**Task directions:** Here you must reproduce each line of the data exactly.

**Data records:**

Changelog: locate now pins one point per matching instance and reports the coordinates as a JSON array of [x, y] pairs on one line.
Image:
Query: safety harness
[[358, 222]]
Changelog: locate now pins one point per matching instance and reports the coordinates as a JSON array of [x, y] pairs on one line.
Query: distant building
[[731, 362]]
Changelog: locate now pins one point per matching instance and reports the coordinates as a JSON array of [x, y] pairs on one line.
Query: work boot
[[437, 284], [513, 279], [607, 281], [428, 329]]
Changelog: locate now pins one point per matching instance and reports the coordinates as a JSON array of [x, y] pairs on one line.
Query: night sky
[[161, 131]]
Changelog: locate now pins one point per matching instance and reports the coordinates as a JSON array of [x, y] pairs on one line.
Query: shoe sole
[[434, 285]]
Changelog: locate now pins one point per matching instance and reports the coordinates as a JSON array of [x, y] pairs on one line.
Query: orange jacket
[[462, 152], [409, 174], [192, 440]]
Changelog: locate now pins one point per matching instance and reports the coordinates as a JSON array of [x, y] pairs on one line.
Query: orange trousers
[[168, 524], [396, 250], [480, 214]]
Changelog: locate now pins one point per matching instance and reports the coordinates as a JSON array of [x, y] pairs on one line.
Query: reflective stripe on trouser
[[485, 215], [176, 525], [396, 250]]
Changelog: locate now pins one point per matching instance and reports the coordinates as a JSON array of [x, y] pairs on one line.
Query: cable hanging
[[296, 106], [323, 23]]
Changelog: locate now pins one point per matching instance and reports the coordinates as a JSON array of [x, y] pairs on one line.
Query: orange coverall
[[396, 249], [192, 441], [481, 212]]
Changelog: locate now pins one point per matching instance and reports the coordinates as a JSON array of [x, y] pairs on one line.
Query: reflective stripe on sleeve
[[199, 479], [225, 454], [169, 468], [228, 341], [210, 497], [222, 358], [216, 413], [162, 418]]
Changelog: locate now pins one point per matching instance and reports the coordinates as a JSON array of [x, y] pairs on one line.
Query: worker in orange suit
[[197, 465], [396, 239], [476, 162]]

**Result:**
Changelog: locate now pins one point per matching instance and reports the coordinates as a JSON array of [x, y] pairs on one line.
Image:
Query: safety harness
[[358, 222]]
Changelog: locate now pins one point per matching instance and reports the coordinates as a JSON array of [x, y] pairs on one line.
Query: distant building
[[731, 362]]
Changelog: locate now pins one point per matching instance and reports the coordinates as a JSON array of [x, y] pairs on one line.
Query: work boot
[[437, 284], [513, 279], [607, 281], [428, 329]]
Changelog: locate now pins one point per matching instance and reports the coordinates as a JSON array of [x, y] pairs on one line.
Query: night sky
[[161, 131]]
Changelog: locate now pins one point per matching instance and reports the coordinates as a JSON array of [x, y] pairs on one line.
Query: shoe sole
[[434, 285]]
Changelog: locate now pins one point per matching instance and reports the coordinates as a JSON array of [x, y] pairs on one line.
Query: orange jacket
[[462, 152], [409, 174], [192, 440]]
Changelog: locate now pins one point per matching instance and reports the coordinates as a JSON array of [x, y] pairs on one line.
Query: orange trousers
[[168, 524], [396, 250], [480, 214]]
Changelog: locate now pins one point per matching instance and reports the coordinates as a JSON array of [x, y] pairs on one line.
Query: reflective stripe on trouser
[[485, 215], [176, 525], [396, 250]]
Changelog: locate now pins one point per matching instance and reports the coordinates as a JSON array of [x, y] pairs on one line.
Query: cable hanging
[[296, 106], [323, 23]]
Changelog: locate now pins one point per matching instance and reports the coordinates as a JSON array of [x, y] pairs on one line.
Query: orange coverall
[[396, 249], [192, 441], [481, 212]]
Changelog: locate now pins one point per matching instance and reports the coordinates as a JSON array of [x, y] pairs on one line.
Query: reflective stripe on sleeve
[[199, 479], [225, 454], [169, 468], [228, 341], [210, 497], [222, 358], [216, 413], [162, 418]]
Changelog: locate now pins one point per matching instance and reports the coordinates as a JSON array of [x, y] pairs on one line.
Query: worker in orange suit
[[197, 465], [396, 239], [476, 162]]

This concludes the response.